BEGIN
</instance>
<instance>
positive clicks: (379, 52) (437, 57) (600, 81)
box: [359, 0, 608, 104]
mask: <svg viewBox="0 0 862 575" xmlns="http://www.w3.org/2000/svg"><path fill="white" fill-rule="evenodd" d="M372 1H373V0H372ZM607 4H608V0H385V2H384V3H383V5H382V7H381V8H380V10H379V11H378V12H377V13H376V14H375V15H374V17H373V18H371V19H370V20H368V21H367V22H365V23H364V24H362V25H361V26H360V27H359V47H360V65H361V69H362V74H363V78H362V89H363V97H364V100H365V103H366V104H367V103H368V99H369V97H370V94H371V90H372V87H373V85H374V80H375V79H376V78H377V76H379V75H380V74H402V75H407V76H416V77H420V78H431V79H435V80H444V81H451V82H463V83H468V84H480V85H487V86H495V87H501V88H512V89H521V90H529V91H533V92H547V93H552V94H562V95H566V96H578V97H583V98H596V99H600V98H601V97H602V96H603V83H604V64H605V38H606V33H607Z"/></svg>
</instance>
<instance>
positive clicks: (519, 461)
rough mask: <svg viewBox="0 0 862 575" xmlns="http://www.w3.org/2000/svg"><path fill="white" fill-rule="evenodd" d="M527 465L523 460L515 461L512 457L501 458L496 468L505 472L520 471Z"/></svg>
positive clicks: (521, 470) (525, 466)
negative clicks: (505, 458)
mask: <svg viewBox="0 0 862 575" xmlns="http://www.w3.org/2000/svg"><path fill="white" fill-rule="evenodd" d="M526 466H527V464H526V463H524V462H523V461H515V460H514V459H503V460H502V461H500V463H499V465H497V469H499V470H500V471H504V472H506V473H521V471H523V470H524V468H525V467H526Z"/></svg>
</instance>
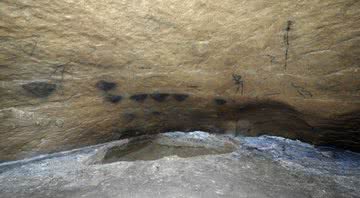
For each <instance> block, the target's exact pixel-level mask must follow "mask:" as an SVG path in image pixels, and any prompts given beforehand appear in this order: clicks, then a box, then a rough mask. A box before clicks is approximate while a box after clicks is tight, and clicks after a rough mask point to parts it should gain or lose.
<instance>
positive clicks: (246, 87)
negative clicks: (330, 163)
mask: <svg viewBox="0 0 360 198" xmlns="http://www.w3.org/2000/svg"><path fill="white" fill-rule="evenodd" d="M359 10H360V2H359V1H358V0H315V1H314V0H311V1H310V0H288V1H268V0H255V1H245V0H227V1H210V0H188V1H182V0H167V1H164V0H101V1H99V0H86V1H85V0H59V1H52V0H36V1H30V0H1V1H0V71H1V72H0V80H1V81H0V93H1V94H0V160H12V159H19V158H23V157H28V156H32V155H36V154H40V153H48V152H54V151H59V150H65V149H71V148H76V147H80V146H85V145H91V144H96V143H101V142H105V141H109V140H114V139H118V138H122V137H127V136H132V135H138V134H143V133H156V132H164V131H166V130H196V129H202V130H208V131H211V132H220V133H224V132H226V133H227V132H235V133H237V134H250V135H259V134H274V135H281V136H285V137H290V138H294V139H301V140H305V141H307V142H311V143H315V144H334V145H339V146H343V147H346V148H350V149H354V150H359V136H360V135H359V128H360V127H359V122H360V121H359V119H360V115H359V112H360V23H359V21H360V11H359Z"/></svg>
END
BEGIN
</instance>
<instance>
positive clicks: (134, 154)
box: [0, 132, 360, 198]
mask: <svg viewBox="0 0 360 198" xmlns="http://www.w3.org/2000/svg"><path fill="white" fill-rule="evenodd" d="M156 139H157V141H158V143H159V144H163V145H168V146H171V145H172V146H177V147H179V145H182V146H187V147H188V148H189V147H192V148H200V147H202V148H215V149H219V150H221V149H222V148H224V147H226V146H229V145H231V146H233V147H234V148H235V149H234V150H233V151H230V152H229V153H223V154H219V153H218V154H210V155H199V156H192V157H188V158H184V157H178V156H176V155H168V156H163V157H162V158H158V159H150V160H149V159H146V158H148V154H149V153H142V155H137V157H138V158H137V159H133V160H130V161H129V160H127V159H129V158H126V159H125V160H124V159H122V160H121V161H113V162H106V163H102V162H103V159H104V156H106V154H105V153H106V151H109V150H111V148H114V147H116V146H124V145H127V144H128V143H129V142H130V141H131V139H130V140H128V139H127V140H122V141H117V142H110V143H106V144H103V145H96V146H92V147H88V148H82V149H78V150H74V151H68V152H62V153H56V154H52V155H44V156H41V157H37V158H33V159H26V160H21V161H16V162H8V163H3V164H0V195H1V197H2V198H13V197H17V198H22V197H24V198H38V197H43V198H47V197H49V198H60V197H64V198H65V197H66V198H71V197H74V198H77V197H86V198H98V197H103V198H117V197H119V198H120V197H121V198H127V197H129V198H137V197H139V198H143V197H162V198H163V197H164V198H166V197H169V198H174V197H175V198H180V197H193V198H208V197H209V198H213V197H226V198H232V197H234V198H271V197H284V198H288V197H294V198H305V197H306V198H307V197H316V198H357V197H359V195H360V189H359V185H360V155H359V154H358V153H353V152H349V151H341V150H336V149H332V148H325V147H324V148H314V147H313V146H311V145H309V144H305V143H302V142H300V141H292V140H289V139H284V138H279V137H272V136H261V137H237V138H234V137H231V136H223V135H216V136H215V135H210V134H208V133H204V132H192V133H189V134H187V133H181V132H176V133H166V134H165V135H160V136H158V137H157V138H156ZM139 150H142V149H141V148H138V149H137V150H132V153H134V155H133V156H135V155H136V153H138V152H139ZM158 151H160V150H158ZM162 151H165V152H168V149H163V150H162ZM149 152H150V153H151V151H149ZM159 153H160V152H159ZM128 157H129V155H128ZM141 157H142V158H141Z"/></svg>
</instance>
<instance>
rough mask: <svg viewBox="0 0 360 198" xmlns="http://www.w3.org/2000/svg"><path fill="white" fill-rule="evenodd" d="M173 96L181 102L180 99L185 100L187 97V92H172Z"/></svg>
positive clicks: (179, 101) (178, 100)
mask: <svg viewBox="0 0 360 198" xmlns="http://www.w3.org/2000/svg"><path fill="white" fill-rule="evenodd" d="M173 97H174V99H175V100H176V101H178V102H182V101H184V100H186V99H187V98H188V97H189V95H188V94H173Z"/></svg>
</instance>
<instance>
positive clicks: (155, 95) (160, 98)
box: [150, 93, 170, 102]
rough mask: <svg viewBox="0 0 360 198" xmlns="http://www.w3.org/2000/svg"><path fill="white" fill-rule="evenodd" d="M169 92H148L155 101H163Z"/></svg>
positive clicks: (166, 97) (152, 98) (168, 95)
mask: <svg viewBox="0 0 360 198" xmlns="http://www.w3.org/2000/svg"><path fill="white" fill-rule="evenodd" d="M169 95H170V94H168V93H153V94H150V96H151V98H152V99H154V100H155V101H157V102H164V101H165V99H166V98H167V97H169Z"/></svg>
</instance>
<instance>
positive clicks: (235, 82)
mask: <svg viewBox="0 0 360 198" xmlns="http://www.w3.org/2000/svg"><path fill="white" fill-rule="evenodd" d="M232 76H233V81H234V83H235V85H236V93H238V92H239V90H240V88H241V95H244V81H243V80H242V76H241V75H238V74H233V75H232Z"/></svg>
END
BEGIN
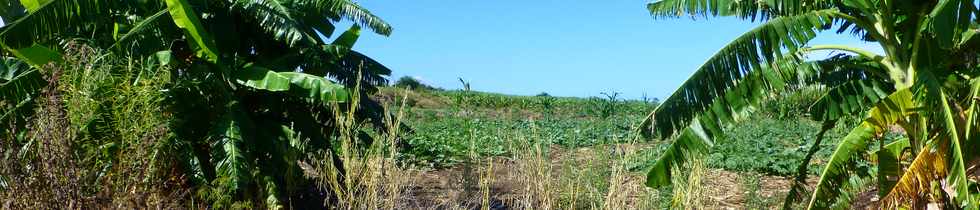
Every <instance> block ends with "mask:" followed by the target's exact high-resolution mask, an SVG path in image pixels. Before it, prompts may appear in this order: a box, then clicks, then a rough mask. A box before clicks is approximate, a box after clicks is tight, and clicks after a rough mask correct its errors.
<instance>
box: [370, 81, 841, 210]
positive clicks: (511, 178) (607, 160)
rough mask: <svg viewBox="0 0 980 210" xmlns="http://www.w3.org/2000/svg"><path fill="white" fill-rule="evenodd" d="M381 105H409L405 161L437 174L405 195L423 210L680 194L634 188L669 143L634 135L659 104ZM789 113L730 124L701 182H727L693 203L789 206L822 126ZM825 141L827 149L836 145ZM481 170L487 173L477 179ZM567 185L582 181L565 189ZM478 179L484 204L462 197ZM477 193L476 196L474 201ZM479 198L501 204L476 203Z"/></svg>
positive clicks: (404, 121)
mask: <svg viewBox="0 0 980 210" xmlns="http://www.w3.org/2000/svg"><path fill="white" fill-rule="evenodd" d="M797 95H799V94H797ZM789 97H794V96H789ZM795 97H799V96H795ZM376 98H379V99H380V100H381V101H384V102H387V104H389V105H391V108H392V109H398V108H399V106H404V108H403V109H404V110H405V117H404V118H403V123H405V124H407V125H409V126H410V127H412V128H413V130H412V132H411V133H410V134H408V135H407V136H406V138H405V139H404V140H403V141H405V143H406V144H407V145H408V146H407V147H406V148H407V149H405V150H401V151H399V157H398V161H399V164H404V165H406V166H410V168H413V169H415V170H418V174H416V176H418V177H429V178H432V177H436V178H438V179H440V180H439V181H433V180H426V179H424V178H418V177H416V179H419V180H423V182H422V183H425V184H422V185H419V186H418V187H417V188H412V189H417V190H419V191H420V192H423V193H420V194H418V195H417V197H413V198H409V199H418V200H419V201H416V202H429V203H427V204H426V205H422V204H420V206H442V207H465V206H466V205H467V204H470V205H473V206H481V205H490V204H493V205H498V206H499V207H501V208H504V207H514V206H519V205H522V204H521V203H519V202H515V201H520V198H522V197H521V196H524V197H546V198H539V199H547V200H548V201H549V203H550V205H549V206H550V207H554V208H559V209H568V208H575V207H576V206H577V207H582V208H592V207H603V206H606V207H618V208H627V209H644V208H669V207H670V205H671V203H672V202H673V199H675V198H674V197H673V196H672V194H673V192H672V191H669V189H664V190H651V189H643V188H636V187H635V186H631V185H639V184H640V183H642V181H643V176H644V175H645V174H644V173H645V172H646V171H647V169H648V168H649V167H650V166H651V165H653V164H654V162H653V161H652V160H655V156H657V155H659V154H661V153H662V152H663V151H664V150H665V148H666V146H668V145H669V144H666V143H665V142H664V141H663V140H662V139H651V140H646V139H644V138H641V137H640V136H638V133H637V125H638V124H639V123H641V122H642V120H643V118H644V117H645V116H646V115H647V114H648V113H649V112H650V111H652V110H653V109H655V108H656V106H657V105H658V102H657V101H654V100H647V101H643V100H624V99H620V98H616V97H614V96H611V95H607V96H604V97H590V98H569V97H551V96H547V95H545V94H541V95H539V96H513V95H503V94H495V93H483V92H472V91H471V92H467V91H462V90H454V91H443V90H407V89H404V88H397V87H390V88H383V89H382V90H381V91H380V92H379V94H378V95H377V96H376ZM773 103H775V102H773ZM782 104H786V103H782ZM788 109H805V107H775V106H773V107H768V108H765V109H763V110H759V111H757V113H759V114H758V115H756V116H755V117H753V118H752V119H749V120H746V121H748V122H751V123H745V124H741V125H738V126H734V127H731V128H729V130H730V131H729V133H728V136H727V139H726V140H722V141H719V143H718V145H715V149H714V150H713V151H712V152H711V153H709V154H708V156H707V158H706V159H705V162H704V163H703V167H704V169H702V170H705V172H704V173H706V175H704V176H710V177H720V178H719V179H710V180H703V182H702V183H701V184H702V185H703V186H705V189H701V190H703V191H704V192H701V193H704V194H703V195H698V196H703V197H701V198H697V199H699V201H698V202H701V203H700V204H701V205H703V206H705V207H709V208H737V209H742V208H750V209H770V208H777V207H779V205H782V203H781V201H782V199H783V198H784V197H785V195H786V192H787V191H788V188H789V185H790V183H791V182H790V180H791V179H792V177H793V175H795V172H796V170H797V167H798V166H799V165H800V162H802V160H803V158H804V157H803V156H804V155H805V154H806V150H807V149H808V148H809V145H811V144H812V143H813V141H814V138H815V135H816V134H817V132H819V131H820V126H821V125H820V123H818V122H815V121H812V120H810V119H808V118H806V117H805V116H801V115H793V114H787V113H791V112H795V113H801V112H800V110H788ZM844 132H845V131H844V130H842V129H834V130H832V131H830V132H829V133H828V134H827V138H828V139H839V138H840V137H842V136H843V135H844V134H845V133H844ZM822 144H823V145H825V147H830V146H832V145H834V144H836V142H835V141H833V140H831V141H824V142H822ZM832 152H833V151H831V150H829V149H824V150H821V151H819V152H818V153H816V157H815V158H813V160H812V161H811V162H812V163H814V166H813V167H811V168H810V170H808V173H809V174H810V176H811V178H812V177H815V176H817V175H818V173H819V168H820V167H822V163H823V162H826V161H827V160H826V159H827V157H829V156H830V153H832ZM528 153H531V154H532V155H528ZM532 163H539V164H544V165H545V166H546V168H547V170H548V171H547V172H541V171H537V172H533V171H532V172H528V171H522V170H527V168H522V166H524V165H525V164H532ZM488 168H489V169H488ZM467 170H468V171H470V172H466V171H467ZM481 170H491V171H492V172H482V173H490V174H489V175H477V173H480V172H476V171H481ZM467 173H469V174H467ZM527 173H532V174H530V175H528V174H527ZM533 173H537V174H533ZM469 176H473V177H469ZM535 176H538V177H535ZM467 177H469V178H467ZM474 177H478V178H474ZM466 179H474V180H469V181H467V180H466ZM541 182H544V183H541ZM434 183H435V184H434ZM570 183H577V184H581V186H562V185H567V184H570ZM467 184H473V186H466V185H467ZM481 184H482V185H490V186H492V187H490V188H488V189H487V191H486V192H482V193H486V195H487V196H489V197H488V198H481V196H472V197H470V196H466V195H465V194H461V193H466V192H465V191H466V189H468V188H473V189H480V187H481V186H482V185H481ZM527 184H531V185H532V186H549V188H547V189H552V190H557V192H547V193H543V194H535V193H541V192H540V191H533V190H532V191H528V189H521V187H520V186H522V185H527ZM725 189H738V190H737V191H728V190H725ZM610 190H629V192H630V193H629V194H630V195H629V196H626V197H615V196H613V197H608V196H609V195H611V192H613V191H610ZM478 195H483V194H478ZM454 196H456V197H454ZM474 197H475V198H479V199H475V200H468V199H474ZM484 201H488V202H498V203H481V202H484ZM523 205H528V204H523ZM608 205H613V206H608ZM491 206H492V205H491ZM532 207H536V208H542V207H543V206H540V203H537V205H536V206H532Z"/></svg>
END
Work request
Pull out every line above that contains the string "negative". Match case.

Problem solution
negative clicks: (505, 458)
negative clicks: (330, 163)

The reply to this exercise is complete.